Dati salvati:
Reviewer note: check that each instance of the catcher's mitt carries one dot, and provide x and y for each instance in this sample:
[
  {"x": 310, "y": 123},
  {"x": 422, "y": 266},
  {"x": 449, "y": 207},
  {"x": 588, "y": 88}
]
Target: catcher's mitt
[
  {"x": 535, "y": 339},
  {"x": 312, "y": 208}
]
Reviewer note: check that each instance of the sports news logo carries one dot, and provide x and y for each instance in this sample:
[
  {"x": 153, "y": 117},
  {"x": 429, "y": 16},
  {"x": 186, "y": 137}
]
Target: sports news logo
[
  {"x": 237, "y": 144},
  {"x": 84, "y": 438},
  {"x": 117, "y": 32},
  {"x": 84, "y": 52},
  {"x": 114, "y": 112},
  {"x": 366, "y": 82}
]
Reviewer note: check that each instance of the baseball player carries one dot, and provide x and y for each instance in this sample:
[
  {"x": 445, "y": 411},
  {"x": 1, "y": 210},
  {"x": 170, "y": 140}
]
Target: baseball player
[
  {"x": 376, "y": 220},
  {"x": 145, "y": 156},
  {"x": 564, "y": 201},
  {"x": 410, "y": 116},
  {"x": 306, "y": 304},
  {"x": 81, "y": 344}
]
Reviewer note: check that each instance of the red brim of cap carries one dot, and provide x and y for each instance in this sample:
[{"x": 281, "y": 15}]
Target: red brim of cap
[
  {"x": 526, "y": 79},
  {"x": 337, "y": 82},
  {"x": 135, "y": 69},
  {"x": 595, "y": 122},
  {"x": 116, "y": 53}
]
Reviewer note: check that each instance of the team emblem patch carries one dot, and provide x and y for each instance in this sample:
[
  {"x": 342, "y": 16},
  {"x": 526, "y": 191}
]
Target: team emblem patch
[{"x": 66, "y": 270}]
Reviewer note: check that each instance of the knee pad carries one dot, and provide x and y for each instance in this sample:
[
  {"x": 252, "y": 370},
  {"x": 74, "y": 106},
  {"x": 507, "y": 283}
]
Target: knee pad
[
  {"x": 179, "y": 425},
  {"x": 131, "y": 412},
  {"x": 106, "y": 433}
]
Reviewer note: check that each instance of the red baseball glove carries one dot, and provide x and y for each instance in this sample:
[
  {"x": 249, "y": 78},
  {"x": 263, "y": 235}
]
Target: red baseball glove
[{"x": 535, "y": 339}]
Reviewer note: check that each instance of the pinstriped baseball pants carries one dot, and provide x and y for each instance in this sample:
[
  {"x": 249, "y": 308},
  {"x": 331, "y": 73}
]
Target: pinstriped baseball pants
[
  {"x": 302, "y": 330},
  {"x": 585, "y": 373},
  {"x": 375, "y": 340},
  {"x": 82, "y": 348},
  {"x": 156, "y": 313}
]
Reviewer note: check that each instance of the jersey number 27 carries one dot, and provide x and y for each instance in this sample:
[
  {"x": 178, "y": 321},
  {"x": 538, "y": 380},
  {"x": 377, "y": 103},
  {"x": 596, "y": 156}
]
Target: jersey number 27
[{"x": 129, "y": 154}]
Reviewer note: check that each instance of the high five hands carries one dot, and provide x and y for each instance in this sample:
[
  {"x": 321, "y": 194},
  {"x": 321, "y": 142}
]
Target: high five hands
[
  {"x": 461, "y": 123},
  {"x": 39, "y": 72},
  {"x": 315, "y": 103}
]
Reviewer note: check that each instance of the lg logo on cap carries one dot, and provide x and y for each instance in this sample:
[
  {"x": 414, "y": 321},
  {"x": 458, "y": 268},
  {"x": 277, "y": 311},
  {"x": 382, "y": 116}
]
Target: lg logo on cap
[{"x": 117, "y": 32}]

▸ Obiettivo del compito:
Puoi riscrivere tutto il materiale qui sopra come elenco numerato, una riga per numero, tralasciando le righe vuote?

▸ Risposta al compito:
1. Reviewer note: check that each instance of the catcher's mitt carries one dot, and provide x and y for each instance in this sample:
2. [
3.   {"x": 310, "y": 123},
4.   {"x": 422, "y": 266},
5.   {"x": 449, "y": 207},
6.   {"x": 588, "y": 88}
7. ]
8. Target: catcher's mitt
9. [
10.   {"x": 535, "y": 339},
11.   {"x": 312, "y": 208}
12. ]
13. Reviewer note: check that each instance of the sports news logo carries one dot, and provide x and y for each instance in this sample:
14. [
15.   {"x": 153, "y": 117},
16.   {"x": 429, "y": 16},
17.   {"x": 186, "y": 137}
18. ]
19. Target: sports news logo
20. [
21.   {"x": 237, "y": 144},
22.   {"x": 84, "y": 438},
23.   {"x": 117, "y": 32},
24.   {"x": 84, "y": 52},
25.   {"x": 114, "y": 112},
26.   {"x": 366, "y": 82}
27. ]
28. Reviewer note: check that each instance of the baseball player carries one dot, and provide x and y for each instance in this sample:
29. [
30.   {"x": 445, "y": 411},
31.   {"x": 1, "y": 210},
32.   {"x": 170, "y": 140}
33. ]
34. Target: baseball player
35. [
36.   {"x": 376, "y": 220},
37.   {"x": 145, "y": 156},
38.   {"x": 564, "y": 201},
39.   {"x": 410, "y": 116},
40.   {"x": 306, "y": 304},
41.   {"x": 81, "y": 344}
42. ]
43. Reviewer note: check that each instance of the red brim of cap carries one dot, and provide x and y for each instance in this sample:
44. [{"x": 281, "y": 15}]
45. Target: red brim of cap
46. [
47.   {"x": 526, "y": 79},
48.   {"x": 337, "y": 82},
49.   {"x": 135, "y": 69},
50.   {"x": 595, "y": 122},
51.   {"x": 116, "y": 53}
52. ]
53. Reviewer note: check that each instance of the team emblem patch carries one dot, and provide x and y for each instance in this sample:
54. [
55.   {"x": 342, "y": 16},
56.   {"x": 526, "y": 191}
57. ]
58. Target: team emblem patch
59. [{"x": 66, "y": 270}]
60. Reviewer note: check that each instance of the knee pad carries one dot, and provide x and y for each instance in this sample:
61. [
62.   {"x": 252, "y": 370},
63.   {"x": 74, "y": 106},
64.   {"x": 507, "y": 283}
65. ]
66. Target: knee pad
67. [
68.   {"x": 179, "y": 425},
69.   {"x": 131, "y": 412},
70.   {"x": 106, "y": 433}
71. ]
72. Reviewer note: check that each instance of the red baseball glove carries one dot, and provide x and y for each instance in this sample:
73. [
74.   {"x": 249, "y": 78},
75.   {"x": 263, "y": 235}
76. ]
77. Target: red baseball glove
78. [{"x": 535, "y": 339}]
79. Reviewer note: check that each instance of the pinstriped baseball pants carries one dot, and provide x and y for each instance in this sample:
80. [
81.   {"x": 249, "y": 308},
82.   {"x": 331, "y": 73}
83. ]
84. Target: pinstriped baseball pants
85. [
86.   {"x": 302, "y": 330},
87.   {"x": 585, "y": 373},
88.   {"x": 375, "y": 340},
89.   {"x": 82, "y": 348},
90.   {"x": 156, "y": 313}
91. ]
92. Reviewer note: check that each instance of the jersey number 27 carries one dot, and provide x and y for each instance in this sample:
93. [
94.   {"x": 178, "y": 321},
95.   {"x": 538, "y": 380},
96.   {"x": 377, "y": 103},
97.   {"x": 596, "y": 156}
98. ]
99. Target: jersey number 27
100. [{"x": 129, "y": 154}]
101. Reviewer note: check that each instance of the high five hands carries one dot, and provide x and y for each instance in this sample:
102. [
103.   {"x": 321, "y": 194},
104.   {"x": 321, "y": 142}
105. ]
106. Target: high five hands
107. [
108.   {"x": 461, "y": 123},
109.   {"x": 39, "y": 72},
110.   {"x": 315, "y": 103}
111. ]
112. Reviewer note: check that each instance of the lg logo on cap carries one dot, and provide x and y for each instance in this sample:
113. [
114.   {"x": 414, "y": 321},
115.   {"x": 458, "y": 268},
116.   {"x": 277, "y": 311},
117.   {"x": 382, "y": 116}
118. ]
119. Target: lg logo on cap
120. [{"x": 117, "y": 32}]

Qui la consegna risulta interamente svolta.